• **INSTRUCTIONS TO FOLLOW**:
Reproduce every line of the listing below as a numbered list, omitting any blank lines.
* Begin MATERIALS PROVIDED *
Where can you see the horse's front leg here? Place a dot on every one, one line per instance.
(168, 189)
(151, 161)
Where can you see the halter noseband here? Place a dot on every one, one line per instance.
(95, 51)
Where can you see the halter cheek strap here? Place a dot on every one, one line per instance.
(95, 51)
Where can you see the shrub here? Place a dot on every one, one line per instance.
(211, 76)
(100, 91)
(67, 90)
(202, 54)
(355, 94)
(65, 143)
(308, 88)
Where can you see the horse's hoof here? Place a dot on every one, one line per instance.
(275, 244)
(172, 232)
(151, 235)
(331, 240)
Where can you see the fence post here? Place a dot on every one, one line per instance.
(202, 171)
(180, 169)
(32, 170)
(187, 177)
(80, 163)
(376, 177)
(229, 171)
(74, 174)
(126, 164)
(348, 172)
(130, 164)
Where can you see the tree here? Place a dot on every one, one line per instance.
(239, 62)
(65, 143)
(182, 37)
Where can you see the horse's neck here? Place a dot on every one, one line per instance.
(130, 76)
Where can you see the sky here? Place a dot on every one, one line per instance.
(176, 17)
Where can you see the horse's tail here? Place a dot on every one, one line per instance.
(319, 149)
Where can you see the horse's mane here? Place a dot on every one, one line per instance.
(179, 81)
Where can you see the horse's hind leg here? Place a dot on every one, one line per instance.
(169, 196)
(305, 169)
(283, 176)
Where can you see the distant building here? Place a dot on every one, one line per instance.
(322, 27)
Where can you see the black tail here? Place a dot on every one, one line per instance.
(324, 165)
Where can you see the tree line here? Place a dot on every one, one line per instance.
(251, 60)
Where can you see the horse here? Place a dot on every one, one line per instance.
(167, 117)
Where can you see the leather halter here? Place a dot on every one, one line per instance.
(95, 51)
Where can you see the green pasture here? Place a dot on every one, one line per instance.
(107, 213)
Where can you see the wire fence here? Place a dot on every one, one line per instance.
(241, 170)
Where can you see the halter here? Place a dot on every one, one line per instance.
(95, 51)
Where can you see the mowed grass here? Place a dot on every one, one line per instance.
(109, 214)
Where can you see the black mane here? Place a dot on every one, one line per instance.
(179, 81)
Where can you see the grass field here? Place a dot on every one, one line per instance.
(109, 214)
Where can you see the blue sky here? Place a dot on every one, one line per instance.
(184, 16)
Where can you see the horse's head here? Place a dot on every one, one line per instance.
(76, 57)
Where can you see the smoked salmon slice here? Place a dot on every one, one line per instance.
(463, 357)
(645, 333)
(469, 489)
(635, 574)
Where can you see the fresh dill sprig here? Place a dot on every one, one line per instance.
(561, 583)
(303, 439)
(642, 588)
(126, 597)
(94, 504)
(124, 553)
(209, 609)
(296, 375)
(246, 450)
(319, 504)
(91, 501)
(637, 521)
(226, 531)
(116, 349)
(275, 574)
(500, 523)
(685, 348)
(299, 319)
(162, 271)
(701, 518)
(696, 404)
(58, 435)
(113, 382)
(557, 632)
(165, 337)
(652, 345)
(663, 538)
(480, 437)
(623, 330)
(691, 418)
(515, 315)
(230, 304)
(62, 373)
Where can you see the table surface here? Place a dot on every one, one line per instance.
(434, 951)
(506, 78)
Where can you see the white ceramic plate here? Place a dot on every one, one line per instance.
* End MATERIALS PROVIDED *
• **COMPLETE OUTPUT**:
1. Where can you see the horse's front leg here? Place a dot on every one, one line per instance.
2. (168, 189)
3. (151, 161)
4. Where can you see the halter noseband here? Place a dot on every one, one line per instance.
5. (95, 51)
6. Where can you see the halter cheek strap here? Place a dot on every one, one line per instance.
7. (95, 51)
8. Where can you see the shrub here? Place a dot on every one, one line per instance.
9. (211, 76)
10. (100, 91)
11. (67, 90)
12. (202, 54)
13. (355, 94)
14. (65, 143)
15. (308, 88)
16. Where can you see the horse's hoof here? Place a dot on every one, one line per instance.
17. (275, 244)
18. (172, 232)
19. (151, 235)
20. (331, 240)
21. Where can you see the fence post here? Place a dot on every one, one line per instance.
22. (202, 171)
23. (180, 169)
24. (32, 170)
25. (187, 177)
26. (80, 163)
27. (376, 177)
28. (229, 171)
29. (74, 174)
30. (126, 164)
31. (348, 172)
32. (130, 164)
33. Where can you see the tree here? Place a dot on every one, one line per instance.
34. (239, 62)
35. (65, 143)
36. (182, 37)
37. Where can you see the horse's neck here? Place a dot on every one, one line per instance.
38. (130, 76)
39. Where can you see the sky here? Place a dot on every one, one line per instance.
40. (176, 17)
41. Where can you see the horse's tail here? Place a dot on every one, one line per instance.
42. (319, 149)
43. Where can you see the horse's mane here? Place a dot on every one, one line per instance.
44. (179, 81)
45. Where can you see the horse's hind leg here? Place a dot on every one, one line per instance.
46. (169, 196)
47. (305, 169)
48. (283, 176)
49. Where can you see the distant building here? Place a dot on every one, one line per instance.
50. (322, 27)
51. Where can you see the black tail here? Place a dot on every one, one line per instance.
52. (324, 165)
53. Where can you see the tree line here? Place a dot on every one, one line per instance.
54. (251, 60)
55. Where can you see the horse here? Place a dot on every one, one line per instance.
56. (167, 117)
57. Where can you see the leather halter here? Place a dot on every one, one line per instance.
58. (95, 51)
59. Where can you see the green pasture here? Place a dot on every one, one line per instance.
60. (107, 213)
61. Where can you see the wire fence here? Place a dot on every one, one line per instance.
62. (241, 170)
63. Where can you see the halter here? Place a dot on every one, one line per instance.
64. (95, 51)
65. Where can you see the mowed grass here? Place a dot on every one, one line per instance.
66. (109, 214)
67. Where can you see the black mane here? Place a dot on every one, one line per instance.
68. (179, 81)
69. Where can you see the grass field here? Place a dot on every one, one line per instance.
70. (109, 214)
71. Where can you see the blue sky here? Place a dot on every one, one line per instance.
72. (184, 16)
73. Where can you see the horse's head here? Place a dot on every one, one line per instance.
74. (76, 57)
75. Where can you see the smoked salmon slice here? Place a dot on every one, one line per instance.
76. (463, 357)
77. (645, 333)
78. (469, 489)
79. (635, 574)
80. Where can you see the fresh dill sprig here? Place a dot on every one, one line per instance.
81. (561, 583)
82. (303, 439)
83. (642, 588)
84. (126, 597)
85. (94, 504)
86. (124, 553)
87. (209, 609)
88. (296, 375)
89. (246, 450)
90. (319, 504)
91. (91, 501)
92. (637, 521)
93. (226, 531)
94. (116, 349)
95. (275, 574)
96. (500, 523)
97. (685, 348)
98. (299, 319)
99. (162, 271)
100. (701, 518)
101. (696, 404)
102. (58, 435)
103. (113, 382)
104. (557, 632)
105. (165, 337)
106. (652, 345)
107. (663, 538)
108. (480, 437)
109. (623, 330)
110. (691, 418)
111. (515, 315)
112. (230, 304)
113. (62, 373)
114. Where can you see the table surface here? Place a dot on every one, one line per instance.
115. (434, 951)
116. (506, 78)
117. Where can you see the white ceramic plate here? Place a dot on every one, one line per instance.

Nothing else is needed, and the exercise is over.